▶ _Challenges_
**a)** Answer these questions from the Go Ask Alice reviews:
(i) How old is the sister mentioned in the first review?
(ii) According to the review titled "Really bad transfer of a 70's classic," the DVD looks like it was mastered from what?
(iii) According to the review titled "Almost Laughable," who actually wrote the book?
**b)** Copy out the stretch of the Go Ask Alice reviews from "2009-09-08 - Go" through "a rabbit hutch.".

▶ _Source extract_
-.-.-

2009-09-08 - Go Aks Alice the movie is good, but not as good as the book. I have a 12 year old sister that I let read the book then watch the movie. I am hoping that reading the book then watching the movie will be an eye opener for like it was in the 70s. If you loved the book and not yet have watched the movie it is worth the buy. If you have watched the movie Go Ask Alice then you must read the book. The book gives more into what was really going on with Alice.
Really bad transfer of a 70's classic 
2009-07-20 - It was great to see this vintage film from my childhood. Sadly, the transfer quality is awful. The DVD looks like it was mastered from a Beta-max home video copy discovered under a rabbit hutch.
I wasn't expecting an HD experience from a made for TV film 30 years old but it was pretty darn bad.
Almost Laughable 
2009-06-25 - First, the book originally portrayed itself as being the true diary of a young girl who got into drugs. Turned out it wasn't true at all. It was a bunch of adults who decided this is the way they'd get their message of "drugs are bad for you" across to the youngsters. However, no one writes in their diaries in that sort of language. You scribble stuff like "I HATE MY MOTHER" or "why doesn't anyone want me?" Youngster keeping a diary wouldn't use the vocabulary in the diary and they wouldn't even write in complete sentences or with an eye/ear to what that audience will preceive because the diarist is writing to herself and she already knows what's going on. How anyone could believe this was ever written by a lonely, misfit teenager shows just how out of tune adults are. Some of the descriptions of the drug experiences were inaccurate. And this is only the book.

-.-.-

▶ _Information provided_

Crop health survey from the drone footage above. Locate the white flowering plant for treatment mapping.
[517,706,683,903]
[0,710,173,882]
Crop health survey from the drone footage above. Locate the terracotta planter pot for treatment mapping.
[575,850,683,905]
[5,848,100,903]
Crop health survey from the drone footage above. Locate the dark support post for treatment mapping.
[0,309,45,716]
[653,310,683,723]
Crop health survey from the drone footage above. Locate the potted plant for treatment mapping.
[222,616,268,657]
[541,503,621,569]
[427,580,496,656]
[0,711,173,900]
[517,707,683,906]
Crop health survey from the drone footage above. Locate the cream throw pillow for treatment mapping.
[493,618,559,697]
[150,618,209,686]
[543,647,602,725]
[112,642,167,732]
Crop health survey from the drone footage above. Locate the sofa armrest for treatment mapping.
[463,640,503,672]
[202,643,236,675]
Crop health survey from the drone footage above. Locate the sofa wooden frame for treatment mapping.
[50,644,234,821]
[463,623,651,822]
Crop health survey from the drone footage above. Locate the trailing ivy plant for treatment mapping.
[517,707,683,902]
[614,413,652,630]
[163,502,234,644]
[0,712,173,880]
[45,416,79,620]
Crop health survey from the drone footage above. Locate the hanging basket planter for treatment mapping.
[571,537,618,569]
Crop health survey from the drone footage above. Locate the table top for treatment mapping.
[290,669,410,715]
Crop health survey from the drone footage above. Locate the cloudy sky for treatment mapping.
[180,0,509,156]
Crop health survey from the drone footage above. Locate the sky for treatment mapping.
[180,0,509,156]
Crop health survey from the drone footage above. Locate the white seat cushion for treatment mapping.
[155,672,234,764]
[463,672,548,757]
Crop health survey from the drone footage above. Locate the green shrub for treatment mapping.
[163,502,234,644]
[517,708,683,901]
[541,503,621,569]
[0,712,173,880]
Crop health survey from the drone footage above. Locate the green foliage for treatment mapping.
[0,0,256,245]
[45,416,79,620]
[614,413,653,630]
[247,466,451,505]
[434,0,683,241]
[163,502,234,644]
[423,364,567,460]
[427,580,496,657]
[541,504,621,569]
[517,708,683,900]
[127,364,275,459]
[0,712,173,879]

-.-.-

▶ _Responses in order_
**a)**
(i) 12 years old.
(ii) A Beta-max home video copy discovered under a rabbit hutch.
(iii) A bunch of adults.

**b)**
2009-09-08 - Go Aks Alice the movie is good, but not as good as the book. I have a 12 year old sister that I let read the book then watch the movie. I am hoping that reading the book then watching the movie will be an eye opener for like it was in the 70s. If you loved the book and not yet have watched the movie it is worth the buy. If you have watched the movie Go Ask Alice then you must read the book. The book gives more into what was really going on with Alice.
Really bad transfer of a 70's classic 
2009-07-20 - It was great to see this vintage film from my childhood. Sadly, the transfer quality is awful. The DVD looks like it was mastered from a Beta-max home video copy discovered under a rabbit hutch.